-- Selected text --
Home ›› 05 May 2020 ›› World Biz
A vice-president at Amazon, Tim Bray, has quit 'in dismay' at the internet giant's crackdown on workers who criticised it over coronavirus safety measures.
Tim Bray described the firing of protesters as "evidence of a vein of toxicity running through the company culture".
Workers have criticised Amazon for not doing enough to protect warehouse staff against the virus.
Amazon declined to comment, but has previously defended its actions.
Bray, who was a senior engineer at Amazon Web Services, set out in a blog why he had left the company where he had worked for five years.
The firm faces possible investigation of worker rights violations in New York, where the company fired the organiser of a small protest about safety conditions at a warehouse.
Bray said Amazon also fired office staff who had been organising another protest and had spoken out against the company on climate issues.

-- Exercise data --

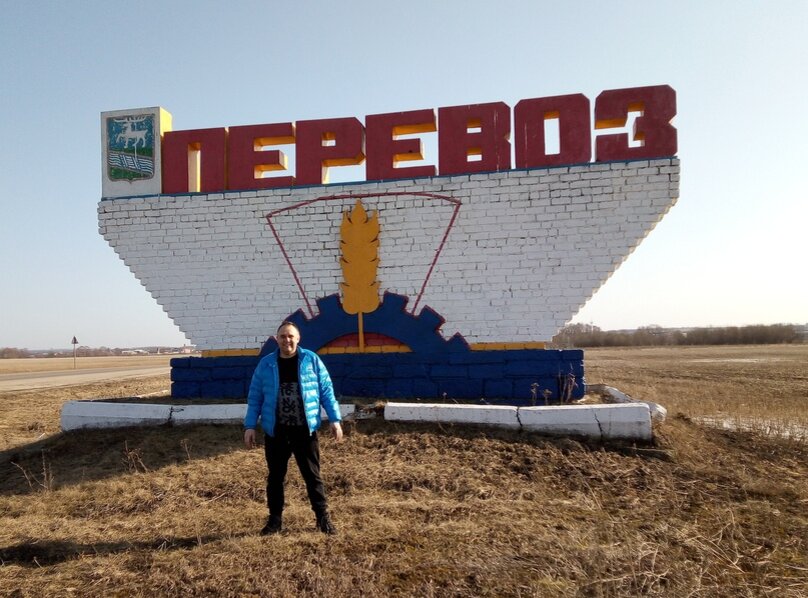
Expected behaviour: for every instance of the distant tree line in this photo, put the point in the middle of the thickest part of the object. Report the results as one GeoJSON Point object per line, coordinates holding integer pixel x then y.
{"type": "Point", "coordinates": [587, 335]}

-- Work order --
Print everything in the article on Tim Bray leaving Amazon from "Tim Bray described" down to "on climate issues.", word for word.

-- Response to the task --
Tim Bray described the firing of protesters as "evidence of a vein of toxicity running through the company culture".
Workers have criticised Amazon for not doing enough to protect warehouse staff against the virus.
Amazon declined to comment, but has previously defended its actions.
Bray, who was a senior engineer at Amazon Web Services, set out in a blog why he had left the company where he had worked for five years.
The firm faces possible investigation of worker rights violations in New York, where the company fired the organiser of a small protest about safety conditions at a warehouse.
Bray said Amazon also fired office staff who had been organising another protest and had spoken out against the company on climate issues.